Listed records.
--*--

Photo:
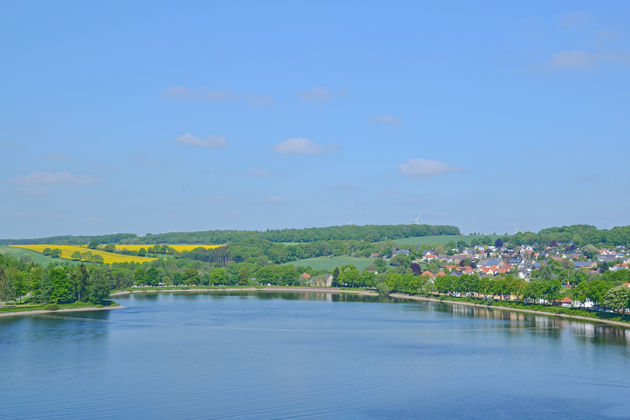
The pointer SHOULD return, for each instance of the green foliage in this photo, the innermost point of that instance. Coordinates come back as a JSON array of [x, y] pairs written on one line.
[[617, 298]]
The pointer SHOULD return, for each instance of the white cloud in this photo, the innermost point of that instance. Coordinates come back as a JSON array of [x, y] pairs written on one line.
[[258, 173], [53, 178], [54, 157], [575, 59], [424, 168], [219, 198], [580, 59], [216, 95], [302, 146], [317, 94], [575, 19], [385, 119], [210, 142]]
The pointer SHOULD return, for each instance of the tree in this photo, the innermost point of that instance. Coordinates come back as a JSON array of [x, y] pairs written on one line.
[[98, 285], [79, 281], [152, 276], [191, 276], [401, 260], [61, 290], [7, 291], [617, 298], [218, 277], [590, 251]]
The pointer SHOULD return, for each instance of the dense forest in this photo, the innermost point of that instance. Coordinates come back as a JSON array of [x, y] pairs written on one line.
[[578, 235], [370, 233]]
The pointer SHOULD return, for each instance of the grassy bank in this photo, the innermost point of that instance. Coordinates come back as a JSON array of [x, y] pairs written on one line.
[[329, 263], [574, 313], [210, 289], [52, 307]]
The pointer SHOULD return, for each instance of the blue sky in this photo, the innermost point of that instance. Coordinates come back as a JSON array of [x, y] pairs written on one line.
[[177, 116]]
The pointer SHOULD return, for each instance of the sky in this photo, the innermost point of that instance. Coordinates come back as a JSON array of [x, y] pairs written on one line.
[[150, 117]]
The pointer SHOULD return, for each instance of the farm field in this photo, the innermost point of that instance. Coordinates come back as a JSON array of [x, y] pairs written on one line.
[[37, 257], [68, 250], [178, 248], [438, 239], [329, 263]]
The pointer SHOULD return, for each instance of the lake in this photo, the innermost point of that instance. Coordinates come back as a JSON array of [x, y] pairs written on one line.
[[311, 355]]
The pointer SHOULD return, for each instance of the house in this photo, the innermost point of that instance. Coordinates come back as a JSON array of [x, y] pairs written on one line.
[[618, 267], [490, 262], [429, 257], [399, 251], [584, 264], [565, 302]]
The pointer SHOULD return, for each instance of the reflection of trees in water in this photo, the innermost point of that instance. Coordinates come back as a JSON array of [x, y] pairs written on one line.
[[600, 334], [542, 325]]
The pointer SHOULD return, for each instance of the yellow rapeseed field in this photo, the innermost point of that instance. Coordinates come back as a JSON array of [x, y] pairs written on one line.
[[178, 248], [68, 250]]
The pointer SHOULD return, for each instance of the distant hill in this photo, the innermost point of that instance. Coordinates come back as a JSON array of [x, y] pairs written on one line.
[[371, 233]]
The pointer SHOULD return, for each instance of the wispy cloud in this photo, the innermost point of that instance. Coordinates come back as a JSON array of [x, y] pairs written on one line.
[[581, 59], [575, 19], [38, 183], [302, 146], [54, 178], [210, 142], [385, 119], [216, 95], [586, 178], [425, 168], [56, 157], [346, 188], [388, 191], [316, 94], [219, 198], [258, 173]]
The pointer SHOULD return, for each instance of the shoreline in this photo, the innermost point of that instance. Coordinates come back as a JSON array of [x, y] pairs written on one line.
[[269, 289], [53, 311], [506, 308], [297, 289], [400, 296]]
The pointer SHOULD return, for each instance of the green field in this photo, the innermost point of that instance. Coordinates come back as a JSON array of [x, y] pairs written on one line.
[[439, 239], [33, 255], [329, 263]]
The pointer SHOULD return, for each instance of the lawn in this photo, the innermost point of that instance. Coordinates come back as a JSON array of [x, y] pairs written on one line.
[[438, 239], [329, 263], [33, 255]]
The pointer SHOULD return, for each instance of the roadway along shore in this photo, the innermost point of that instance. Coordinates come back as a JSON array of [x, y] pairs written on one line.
[[56, 311], [399, 296], [505, 308], [271, 289]]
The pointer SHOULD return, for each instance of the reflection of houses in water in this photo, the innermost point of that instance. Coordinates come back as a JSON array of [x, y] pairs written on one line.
[[600, 333]]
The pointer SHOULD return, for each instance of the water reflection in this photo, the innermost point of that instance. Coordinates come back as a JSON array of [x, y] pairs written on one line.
[[549, 326]]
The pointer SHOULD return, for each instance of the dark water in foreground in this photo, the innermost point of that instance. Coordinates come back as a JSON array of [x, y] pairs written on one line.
[[308, 355]]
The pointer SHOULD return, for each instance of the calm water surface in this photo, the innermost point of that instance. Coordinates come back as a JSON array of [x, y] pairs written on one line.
[[308, 355]]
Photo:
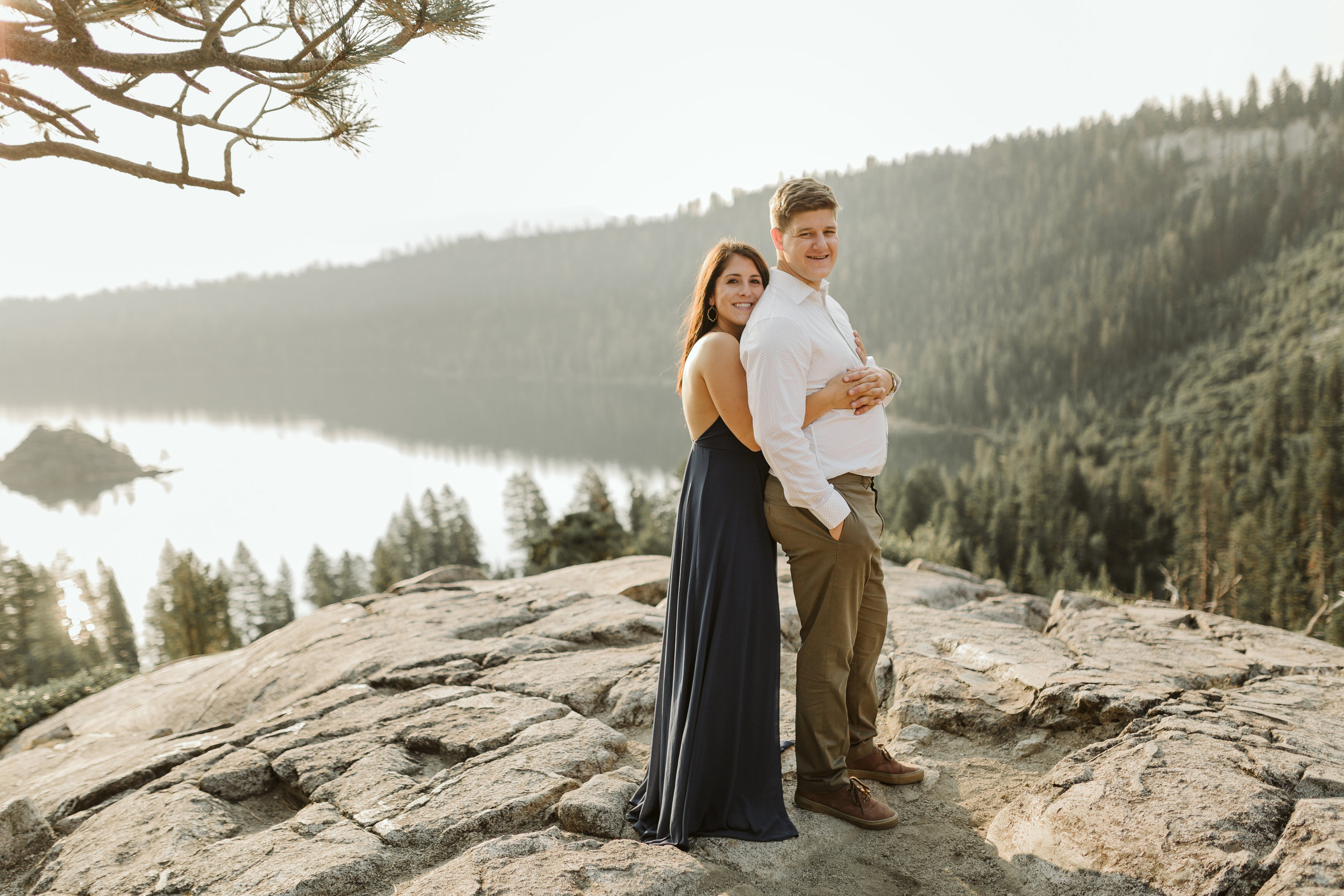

--*--

Goal.
Copy word for word everything from the line containing "The pointer SHOULD return, for each instance of the calm" down to the end of the material above, leaving out any pictures.

Problem solution.
The pointer SHOULD return, for each instance of the calm water surface in this photo, the innermost point of that instance. Coordinates come back as a JSON array of [x, y] pairs written on one line.
[[308, 355]]
Photo:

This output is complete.